■ The request
How many lines in the entries below contain the string "water"? Case matters. Give only the number.

■ Input data

%%

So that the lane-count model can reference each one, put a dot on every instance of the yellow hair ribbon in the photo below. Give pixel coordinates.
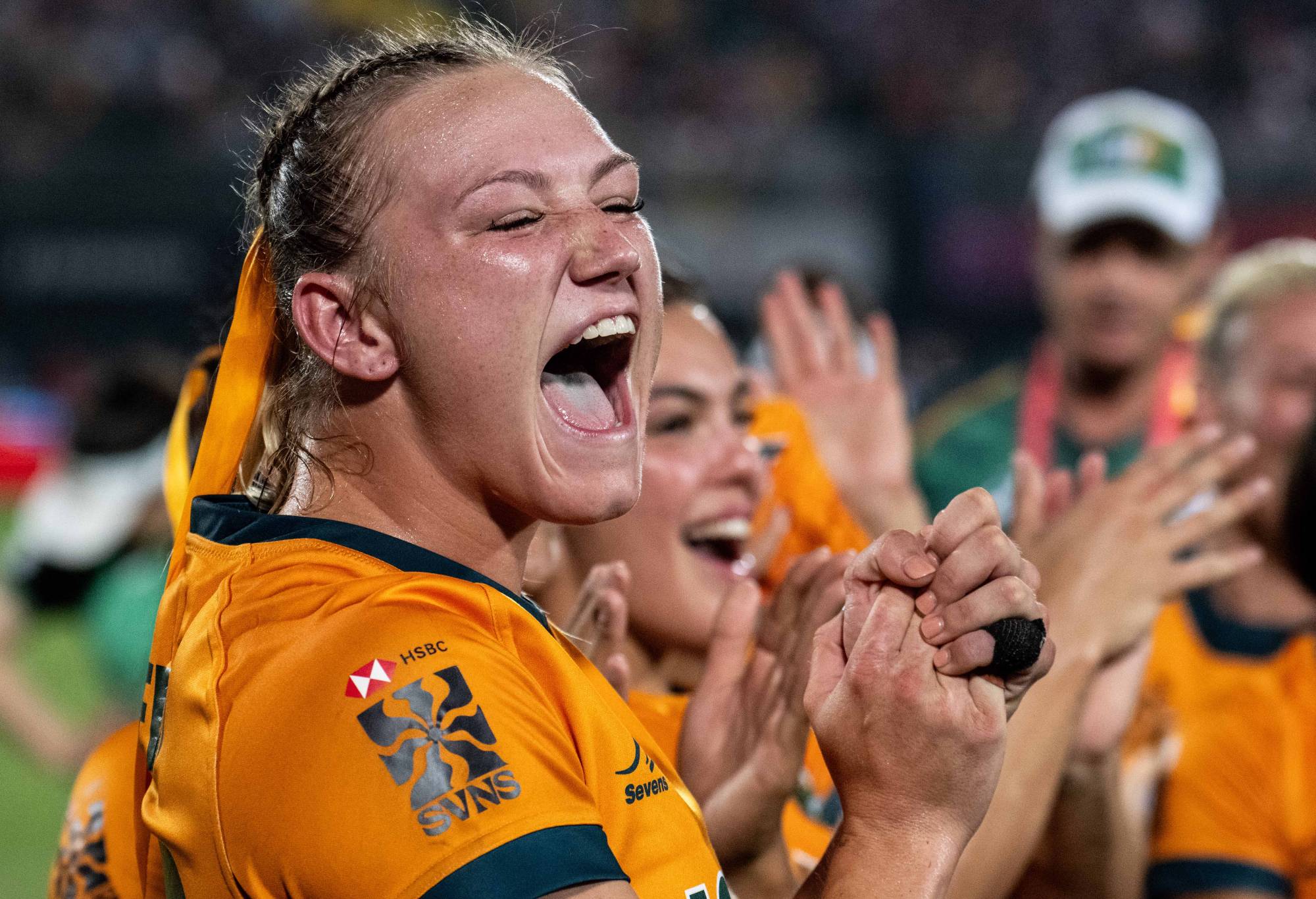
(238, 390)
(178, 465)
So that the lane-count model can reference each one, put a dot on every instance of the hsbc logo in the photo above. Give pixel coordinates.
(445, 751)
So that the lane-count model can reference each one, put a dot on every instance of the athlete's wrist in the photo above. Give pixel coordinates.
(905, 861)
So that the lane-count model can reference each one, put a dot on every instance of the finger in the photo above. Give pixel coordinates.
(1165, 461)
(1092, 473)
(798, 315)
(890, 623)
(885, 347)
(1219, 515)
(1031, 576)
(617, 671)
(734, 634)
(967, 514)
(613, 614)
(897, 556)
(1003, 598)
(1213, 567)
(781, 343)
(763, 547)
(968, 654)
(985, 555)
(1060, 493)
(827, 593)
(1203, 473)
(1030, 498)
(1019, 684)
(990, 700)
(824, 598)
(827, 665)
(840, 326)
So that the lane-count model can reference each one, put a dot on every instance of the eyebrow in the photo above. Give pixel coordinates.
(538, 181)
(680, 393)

%%
%%

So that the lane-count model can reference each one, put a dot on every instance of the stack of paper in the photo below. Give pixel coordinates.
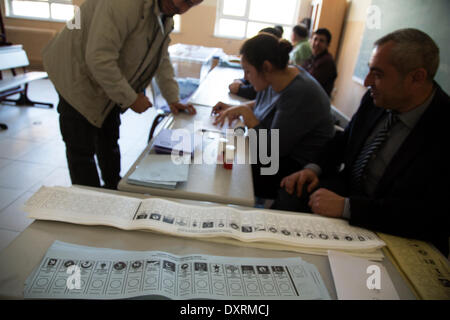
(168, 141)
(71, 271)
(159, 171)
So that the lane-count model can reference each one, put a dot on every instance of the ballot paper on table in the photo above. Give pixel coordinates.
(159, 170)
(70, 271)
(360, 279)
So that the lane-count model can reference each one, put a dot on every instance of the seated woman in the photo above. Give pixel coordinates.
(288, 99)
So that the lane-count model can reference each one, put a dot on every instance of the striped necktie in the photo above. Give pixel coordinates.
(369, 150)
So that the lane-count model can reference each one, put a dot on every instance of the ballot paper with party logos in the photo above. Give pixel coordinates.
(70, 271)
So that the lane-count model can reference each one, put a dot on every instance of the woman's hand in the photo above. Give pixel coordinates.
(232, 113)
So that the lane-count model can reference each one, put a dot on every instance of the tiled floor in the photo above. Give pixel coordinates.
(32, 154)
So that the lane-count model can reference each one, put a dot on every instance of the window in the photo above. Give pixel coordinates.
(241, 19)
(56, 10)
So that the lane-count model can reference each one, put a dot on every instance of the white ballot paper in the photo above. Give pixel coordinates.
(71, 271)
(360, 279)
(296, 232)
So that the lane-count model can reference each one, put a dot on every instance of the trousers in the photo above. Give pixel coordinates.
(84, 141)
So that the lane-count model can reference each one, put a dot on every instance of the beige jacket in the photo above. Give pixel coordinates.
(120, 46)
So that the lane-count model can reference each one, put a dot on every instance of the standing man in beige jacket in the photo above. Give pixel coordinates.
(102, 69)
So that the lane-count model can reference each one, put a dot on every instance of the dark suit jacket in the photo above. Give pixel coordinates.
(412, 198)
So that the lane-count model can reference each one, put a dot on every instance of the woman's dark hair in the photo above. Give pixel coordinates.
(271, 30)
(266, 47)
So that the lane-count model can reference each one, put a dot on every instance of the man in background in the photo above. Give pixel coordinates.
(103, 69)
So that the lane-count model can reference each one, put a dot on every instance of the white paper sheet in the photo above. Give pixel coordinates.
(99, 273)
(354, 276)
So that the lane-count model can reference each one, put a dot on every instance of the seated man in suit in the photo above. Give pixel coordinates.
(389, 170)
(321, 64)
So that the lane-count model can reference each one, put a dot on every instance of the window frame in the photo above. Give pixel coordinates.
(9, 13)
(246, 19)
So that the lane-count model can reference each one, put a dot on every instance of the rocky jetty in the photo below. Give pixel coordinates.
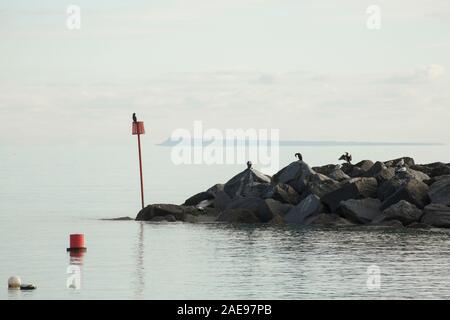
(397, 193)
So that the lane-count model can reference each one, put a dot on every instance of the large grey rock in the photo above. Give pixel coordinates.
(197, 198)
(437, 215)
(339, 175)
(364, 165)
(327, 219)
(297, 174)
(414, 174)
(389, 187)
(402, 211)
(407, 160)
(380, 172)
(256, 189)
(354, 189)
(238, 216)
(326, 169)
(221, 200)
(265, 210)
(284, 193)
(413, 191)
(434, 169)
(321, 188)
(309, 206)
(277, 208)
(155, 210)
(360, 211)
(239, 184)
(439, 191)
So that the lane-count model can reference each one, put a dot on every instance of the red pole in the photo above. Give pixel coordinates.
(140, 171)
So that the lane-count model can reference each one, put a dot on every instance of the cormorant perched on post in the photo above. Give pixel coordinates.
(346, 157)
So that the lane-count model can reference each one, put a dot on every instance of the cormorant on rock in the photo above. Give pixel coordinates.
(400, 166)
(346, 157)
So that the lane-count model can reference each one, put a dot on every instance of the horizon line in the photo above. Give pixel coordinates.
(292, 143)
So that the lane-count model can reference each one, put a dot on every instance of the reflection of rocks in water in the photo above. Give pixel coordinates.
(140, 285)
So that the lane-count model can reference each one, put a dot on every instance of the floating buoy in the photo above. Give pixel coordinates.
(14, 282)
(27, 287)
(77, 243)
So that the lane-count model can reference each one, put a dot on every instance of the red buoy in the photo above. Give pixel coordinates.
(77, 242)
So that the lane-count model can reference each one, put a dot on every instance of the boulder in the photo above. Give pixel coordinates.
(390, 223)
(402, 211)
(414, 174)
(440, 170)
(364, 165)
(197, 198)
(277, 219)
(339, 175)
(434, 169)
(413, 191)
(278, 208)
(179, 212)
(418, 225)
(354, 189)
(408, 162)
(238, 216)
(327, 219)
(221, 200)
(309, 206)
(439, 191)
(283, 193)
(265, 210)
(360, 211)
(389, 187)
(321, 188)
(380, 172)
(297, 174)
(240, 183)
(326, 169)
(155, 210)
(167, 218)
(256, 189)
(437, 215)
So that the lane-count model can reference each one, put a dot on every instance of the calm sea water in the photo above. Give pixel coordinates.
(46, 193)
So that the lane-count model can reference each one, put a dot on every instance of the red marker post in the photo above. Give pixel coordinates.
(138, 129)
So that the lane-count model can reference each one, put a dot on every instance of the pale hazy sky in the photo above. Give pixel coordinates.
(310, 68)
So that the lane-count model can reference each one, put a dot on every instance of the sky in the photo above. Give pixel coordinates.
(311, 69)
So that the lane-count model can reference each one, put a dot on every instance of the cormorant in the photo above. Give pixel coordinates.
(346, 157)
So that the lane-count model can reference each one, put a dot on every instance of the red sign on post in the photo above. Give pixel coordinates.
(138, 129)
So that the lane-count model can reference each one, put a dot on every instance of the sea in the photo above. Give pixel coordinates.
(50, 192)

%%
%%

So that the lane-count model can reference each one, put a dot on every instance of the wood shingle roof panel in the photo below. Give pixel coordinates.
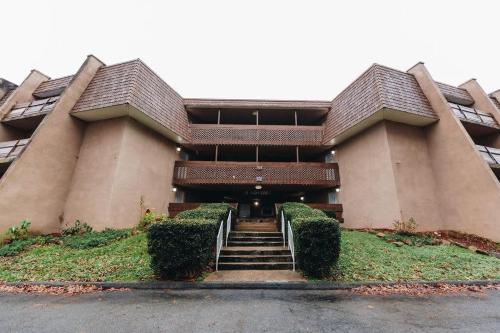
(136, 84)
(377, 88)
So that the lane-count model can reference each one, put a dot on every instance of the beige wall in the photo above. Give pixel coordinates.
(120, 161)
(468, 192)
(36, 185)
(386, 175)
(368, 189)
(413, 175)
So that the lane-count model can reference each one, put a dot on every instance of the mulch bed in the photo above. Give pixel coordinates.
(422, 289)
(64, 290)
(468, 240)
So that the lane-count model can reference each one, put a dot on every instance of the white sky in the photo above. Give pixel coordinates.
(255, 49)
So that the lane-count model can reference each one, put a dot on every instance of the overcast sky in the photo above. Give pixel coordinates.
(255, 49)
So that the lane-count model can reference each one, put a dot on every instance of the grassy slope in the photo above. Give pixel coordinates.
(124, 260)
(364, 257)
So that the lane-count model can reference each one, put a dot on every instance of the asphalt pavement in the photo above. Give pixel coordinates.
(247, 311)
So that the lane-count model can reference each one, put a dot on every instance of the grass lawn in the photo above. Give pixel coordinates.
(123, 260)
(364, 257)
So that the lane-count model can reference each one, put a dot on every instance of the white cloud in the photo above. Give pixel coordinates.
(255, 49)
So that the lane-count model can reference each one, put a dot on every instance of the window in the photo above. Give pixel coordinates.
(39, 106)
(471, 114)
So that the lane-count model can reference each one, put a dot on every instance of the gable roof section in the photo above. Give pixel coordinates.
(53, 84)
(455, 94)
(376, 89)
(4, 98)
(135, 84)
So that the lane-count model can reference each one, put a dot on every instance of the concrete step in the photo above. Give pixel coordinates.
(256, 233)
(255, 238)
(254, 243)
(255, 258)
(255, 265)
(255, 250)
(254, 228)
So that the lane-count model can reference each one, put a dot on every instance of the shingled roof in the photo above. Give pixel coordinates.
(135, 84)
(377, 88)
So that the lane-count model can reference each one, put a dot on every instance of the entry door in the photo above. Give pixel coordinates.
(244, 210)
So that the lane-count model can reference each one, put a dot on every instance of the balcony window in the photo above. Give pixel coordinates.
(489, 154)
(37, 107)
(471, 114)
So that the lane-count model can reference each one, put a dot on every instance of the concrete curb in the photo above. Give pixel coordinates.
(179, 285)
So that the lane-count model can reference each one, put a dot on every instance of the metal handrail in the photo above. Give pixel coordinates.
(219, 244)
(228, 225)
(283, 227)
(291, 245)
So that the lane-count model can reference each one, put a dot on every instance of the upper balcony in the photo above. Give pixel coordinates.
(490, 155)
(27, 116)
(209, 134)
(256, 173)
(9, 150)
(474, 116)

%%

■ Completed exercise
2